_Task brief_. Return the listing below line for line, without any alteration.

[Excerpts from a point labeling dataset]
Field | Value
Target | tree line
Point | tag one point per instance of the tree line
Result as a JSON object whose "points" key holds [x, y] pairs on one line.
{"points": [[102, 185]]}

_Written response_.
Field | Value
Target | tree line
Point | tag one point per instance of the tree line
Result as a JSON object whose "points" key holds [x, y] pairs on one line.
{"points": [[102, 185]]}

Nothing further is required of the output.